■ Dataset entries
"""

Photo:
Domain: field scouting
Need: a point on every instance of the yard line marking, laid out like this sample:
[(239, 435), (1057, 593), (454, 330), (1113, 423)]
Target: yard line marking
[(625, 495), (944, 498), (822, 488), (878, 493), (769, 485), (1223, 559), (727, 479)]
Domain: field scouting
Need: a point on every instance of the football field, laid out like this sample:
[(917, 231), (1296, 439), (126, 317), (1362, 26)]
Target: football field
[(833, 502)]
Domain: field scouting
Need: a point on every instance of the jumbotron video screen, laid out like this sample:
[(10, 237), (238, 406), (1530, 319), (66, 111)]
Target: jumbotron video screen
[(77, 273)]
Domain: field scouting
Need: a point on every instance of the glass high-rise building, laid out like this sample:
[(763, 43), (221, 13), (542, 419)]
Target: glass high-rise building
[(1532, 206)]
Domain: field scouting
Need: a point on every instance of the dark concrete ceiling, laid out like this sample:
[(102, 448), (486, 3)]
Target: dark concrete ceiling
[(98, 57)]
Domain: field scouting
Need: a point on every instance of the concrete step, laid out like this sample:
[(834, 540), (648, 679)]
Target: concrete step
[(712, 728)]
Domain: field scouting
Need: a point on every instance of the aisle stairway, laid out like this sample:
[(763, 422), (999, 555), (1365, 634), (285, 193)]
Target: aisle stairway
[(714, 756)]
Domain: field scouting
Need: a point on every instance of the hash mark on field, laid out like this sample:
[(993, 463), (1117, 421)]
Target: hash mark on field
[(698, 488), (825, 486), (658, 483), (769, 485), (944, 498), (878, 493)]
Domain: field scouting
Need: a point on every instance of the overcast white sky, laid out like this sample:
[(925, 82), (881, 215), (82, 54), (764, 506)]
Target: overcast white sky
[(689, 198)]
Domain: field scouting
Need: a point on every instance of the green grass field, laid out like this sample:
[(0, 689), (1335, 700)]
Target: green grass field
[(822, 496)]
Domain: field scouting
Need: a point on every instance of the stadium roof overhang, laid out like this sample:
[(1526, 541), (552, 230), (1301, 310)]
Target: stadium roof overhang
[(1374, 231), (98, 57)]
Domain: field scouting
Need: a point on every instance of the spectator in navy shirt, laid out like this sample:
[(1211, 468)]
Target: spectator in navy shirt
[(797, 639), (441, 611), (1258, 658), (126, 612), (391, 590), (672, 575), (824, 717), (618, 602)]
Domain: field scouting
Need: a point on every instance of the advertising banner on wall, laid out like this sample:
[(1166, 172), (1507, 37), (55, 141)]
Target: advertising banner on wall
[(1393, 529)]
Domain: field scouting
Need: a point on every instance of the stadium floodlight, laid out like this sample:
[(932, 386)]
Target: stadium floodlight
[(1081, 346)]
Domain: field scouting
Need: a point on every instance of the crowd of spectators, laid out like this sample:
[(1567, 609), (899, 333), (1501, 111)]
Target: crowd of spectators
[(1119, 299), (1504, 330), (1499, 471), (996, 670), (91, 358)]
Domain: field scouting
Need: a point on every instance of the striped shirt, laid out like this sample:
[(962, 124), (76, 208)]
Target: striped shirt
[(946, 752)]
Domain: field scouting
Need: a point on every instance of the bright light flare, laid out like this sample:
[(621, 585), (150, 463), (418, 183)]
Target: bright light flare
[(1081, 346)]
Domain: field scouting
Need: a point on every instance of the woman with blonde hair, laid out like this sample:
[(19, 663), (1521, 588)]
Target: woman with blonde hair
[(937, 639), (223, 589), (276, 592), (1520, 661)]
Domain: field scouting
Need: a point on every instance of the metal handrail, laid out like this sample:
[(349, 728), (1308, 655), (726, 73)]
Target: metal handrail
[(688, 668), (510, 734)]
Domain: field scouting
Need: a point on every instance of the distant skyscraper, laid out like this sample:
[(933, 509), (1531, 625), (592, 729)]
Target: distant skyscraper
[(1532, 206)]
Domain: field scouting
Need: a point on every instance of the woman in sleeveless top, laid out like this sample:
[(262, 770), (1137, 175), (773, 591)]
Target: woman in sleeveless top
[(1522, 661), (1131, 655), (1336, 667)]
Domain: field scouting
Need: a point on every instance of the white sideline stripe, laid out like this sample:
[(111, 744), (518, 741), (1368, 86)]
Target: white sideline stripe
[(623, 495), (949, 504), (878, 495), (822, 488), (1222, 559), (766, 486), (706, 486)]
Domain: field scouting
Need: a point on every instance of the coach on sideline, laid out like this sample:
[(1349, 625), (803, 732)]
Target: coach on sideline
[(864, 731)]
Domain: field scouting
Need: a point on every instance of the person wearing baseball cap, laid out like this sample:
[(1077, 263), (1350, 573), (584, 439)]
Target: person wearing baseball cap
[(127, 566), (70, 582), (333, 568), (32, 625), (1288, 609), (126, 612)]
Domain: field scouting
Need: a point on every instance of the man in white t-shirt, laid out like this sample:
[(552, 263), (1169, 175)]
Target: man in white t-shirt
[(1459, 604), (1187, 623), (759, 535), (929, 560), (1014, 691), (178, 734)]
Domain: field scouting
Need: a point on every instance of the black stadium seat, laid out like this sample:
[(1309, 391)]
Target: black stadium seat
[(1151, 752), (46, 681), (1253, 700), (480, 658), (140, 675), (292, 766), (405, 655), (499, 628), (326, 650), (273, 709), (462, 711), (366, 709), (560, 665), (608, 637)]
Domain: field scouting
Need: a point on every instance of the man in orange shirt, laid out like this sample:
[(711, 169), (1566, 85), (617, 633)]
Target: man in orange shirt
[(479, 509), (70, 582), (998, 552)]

"""

■ Exercise objective
Reproduce each record above exactly, keeping every word as it stands.

■ Expected answer
Photo:
Domain: field scouting
Need: a point on every instance of the yard line marking, laid out like this sample:
[(239, 435), (1057, 593), (454, 330), (1113, 423)]
Target: yard line marking
[(625, 495), (944, 498), (822, 488), (878, 493), (769, 485), (1223, 559), (727, 479)]
Domain: field scouting
Need: a point on every instance of the football field, laid out like this sample:
[(917, 231), (1296, 439), (126, 317), (1362, 26)]
Target: football field
[(833, 502)]
Domain: field scouting
Need: a point on every instance of the jumbotron video screen, laid out like this sample:
[(10, 237), (238, 406), (1530, 319), (66, 111)]
Target: jumbotron video screen
[(77, 273)]
Domain: field scouting
Need: a point on every instance of the glass high-rise building, laid out like this sample:
[(763, 43), (221, 13), (542, 419)]
Target: glass high-rise building
[(1532, 206)]
Domain: field scouting
Need: a point on every instance of the dark concrete ceiling, laid out like this sample:
[(102, 448), (486, 3)]
Target: dark concrete ceiling
[(98, 57)]
Domain: field scouting
Need: a point on every instance of the concrete step, laid out like this sample:
[(834, 540), (648, 679)]
Target: concrete step
[(712, 728)]
Domain: field scouting
Need: a point on every instance of the aisle stairway, laid out like this sample:
[(763, 422), (999, 555), (1365, 634), (285, 193)]
Target: aisle stairway
[(714, 756)]
Domain: field scouting
Need: a point on every instance of the hash mark on field, laid out like this sample:
[(993, 463), (1117, 421)]
Target: hash mark on field
[(698, 488), (825, 486), (658, 483), (769, 485), (944, 498), (878, 493)]
Domain: field scouting
Need: a point on every instance of the overcast white sky, laid out like this sample:
[(925, 82), (881, 215), (82, 54), (764, 506)]
Target: overcast white sky
[(689, 198)]
Domain: field scouting
Need: a point on every instance of the green grass field, laid out like this sample:
[(0, 689), (1335, 700)]
Target: green grass field
[(822, 496)]
Domain: field scouting
Need: a point on every instance of the stadium roof overhang, laid out like this sample:
[(1526, 541), (552, 230), (1301, 310)]
Target: stadium roof overhang
[(1374, 231), (98, 57)]
Domain: field scouting
Need: a point on every instance of the spectator in navy shirt, laid out like this sample:
[(1211, 468)]
Target: spectator in navy shirt
[(797, 639), (441, 611), (1258, 658), (126, 612), (391, 590), (672, 575), (824, 717), (618, 602)]
Domain: field scouting
Need: a point on every instance of the advertising banner on wall, laid out like this sample:
[(1166, 172), (1507, 37), (55, 141)]
Target: advertising banner on wall
[(1393, 529)]
Domain: field scouting
Need: a point on every instance of the stadium floodlight, laid out like this sample:
[(932, 386)]
Target: stadium floodlight
[(1081, 346)]
Domain: field scouting
Need: a point on every instance of the crowd of spectators, laid out like this sample:
[(1567, 609), (899, 333), (1501, 111)]
Target: crowd of spectators
[(1119, 299), (1504, 330), (1499, 471), (996, 670), (91, 358)]
Domain: field scouting
Need: a point on every instance of the striped shirt, laid out like this sample:
[(962, 124), (76, 208)]
Target: striped shirt
[(946, 752)]
Domain: field scouting
Need: a point on every instance of the bright light flare, laid out like this sample:
[(621, 585), (150, 463), (418, 183)]
Target: bright light flare
[(1081, 346)]
Domain: field scouting
Need: a point on every instance of the woman with blonde hair, laid out like this sample:
[(19, 663), (1521, 588)]
Target: woman with blonde hair
[(937, 639), (223, 589), (276, 592), (1520, 661)]
Domain: field scouting
Need: a point on every instance of the metal handrail, laid out like this sample:
[(349, 728), (1308, 655), (726, 73)]
Target: metal handrail
[(688, 668), (510, 734)]
Domain: field scouting
Need: a point on every instance of the distant skyscraper, laid out like this sample:
[(933, 509), (1531, 625), (592, 729)]
Target: distant skyscraper
[(1532, 206)]
Domain: field scouting
Need: a point on every instance of the woman in sleeveless top, laid out like this sample:
[(262, 770), (1137, 175), (773, 591)]
Target: woman in sleeveless top
[(1522, 661), (1131, 655), (1336, 667)]
Domain: field scouting
Need: a point on every instance of the white sideline stripe, laid out like this sample:
[(111, 744), (518, 741), (1368, 86)]
Target: white sideline stripe
[(623, 495), (949, 504), (878, 495), (822, 488), (1222, 559), (766, 486), (706, 486)]
Domain: field scouting
Need: a point on every instance of the coach on sideline, laid out like this sample:
[(1349, 625), (803, 732)]
Target: coach on sideline
[(864, 731)]
Domain: field scouting
Need: a point on every instance of the person wearing baseball cap, laid out like this sample:
[(1077, 263), (1350, 573), (584, 439)]
Target: person wearing baseball cap
[(127, 566), (70, 582), (333, 568), (32, 625), (1288, 609), (126, 612)]
Domain: field scouting
Need: a point on every instance of the man in white t-shirt, laid out like this sample:
[(552, 263), (1169, 175)]
Target: man in white t-shirt
[(1459, 604), (1187, 623), (759, 535), (929, 560), (1014, 691), (178, 734)]
Domain: field scouting
Need: a point on every instance of the black stadium seat, laid out like this sample:
[(1309, 391)]
Target: black stadium seat
[(1151, 752), (46, 681), (1253, 700), (480, 658), (140, 675), (292, 766), (405, 655), (499, 628), (326, 650), (273, 709), (462, 711), (366, 709), (560, 665), (608, 637)]
Domain: field scouting
Need: a point on every instance of the man in orange shirt, laid out like this sample:
[(711, 169), (1566, 85), (617, 633)]
Target: man in orange shirt
[(479, 509), (70, 582), (998, 552)]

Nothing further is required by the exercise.